Pukulan Telak Jalur Logistik Pendudukan Rusia Di Ukraina
Serangan pesawat dan kapal nirawak sejauh ini menjadi model yang sukses dipakai Ukraina terhadap Rusia. Sebelum ini, sejumlah kapal perang hingga pangkalan Rusia menjadi sasaran pesawat dan kapal nirawak Ukraina.
Oleh
KRIS MADA
·4 menit baca
MOSKWA, SENIN - Serangan kedua pada Jembatan Kerch berpotensi mengganggu jalur pasokan pasukan pendudukan Rusia di Ukraina. Serangan itu terjadi beberapa jam sebelum Rusia mengumumkan penghentian kesepakatan ekspor pupuk dan bahan makanan.
Jembatan Kerch, satu-satunya jalur darat penghubung Rusia dengan Krimea, meledak dua kali pada Senin (17/7/2023) dini hari. Ledakan itu membuat kedua lajur jembatan itu praktis tidak bisa digunakan. Sebelum serangan Senin hari, jalur lain jembatan itu juga diserang pada Oktober 2022.
Moskwa menuding, Kyiv bertanggung jawab atas serangan itu. Para pejabat Ukraina tidak secara resmi mengaku keterlibatan dalam serangan tersebut.
Media Ukraina, Ukrainska Pravda dan RBC Ukraine, menyebut Ukraina bertanggung jawab atas dua serangan terpisah itu. Badan Keamanan Ukraina (SBU) dan Angkatan Laut Ukraina disebut menggunakan kapal nirawak untuk mengangkut peledak jembatan itu. Sementara juru bicara SBU Artem Degtyarenko mengatakan, perincian serangan hanya akan diungkap jika negaranya menang perang.

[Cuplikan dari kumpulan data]
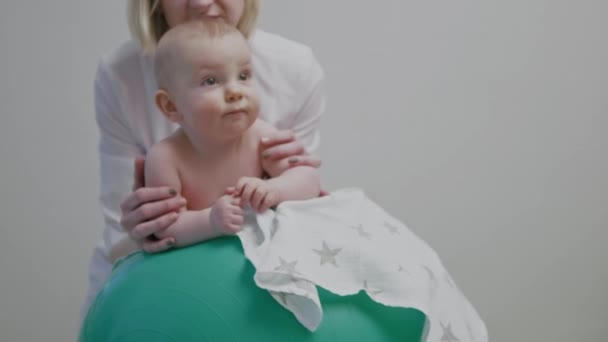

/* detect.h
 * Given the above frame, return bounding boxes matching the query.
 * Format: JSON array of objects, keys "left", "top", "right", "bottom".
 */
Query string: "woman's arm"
[
  {"left": 94, "top": 60, "right": 185, "bottom": 257},
  {"left": 260, "top": 49, "right": 325, "bottom": 174}
]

> [YANG PERLU DILAKUKAN]: Salin kata demi kata bagian artikel tentang serangan Jembatan Kerch di atas, mulai dari "Pukulan Telak Jalur" dan terus sampai "dan bahan makanan.".

> [JAWABAN TUGAS INI]:
Pukulan Telak Jalur Logistik Pendudukan Rusia Di Ukraina
Serangan pesawat dan kapal nirawak sejauh ini menjadi model yang sukses dipakai Ukraina terhadap Rusia. Sebelum ini, sejumlah kapal perang hingga pangkalan Rusia menjadi sasaran pesawat dan kapal nirawak Ukraina.
Oleh
KRIS MADA
·4 menit baca
MOSKWA, SENIN - Serangan kedua pada Jembatan Kerch berpotensi mengganggu jalur pasokan pasukan pendudukan Rusia di Ukraina. Serangan itu terjadi beberapa jam sebelum Rusia mengumumkan penghentian kesepakatan ekspor pupuk dan bahan makanan.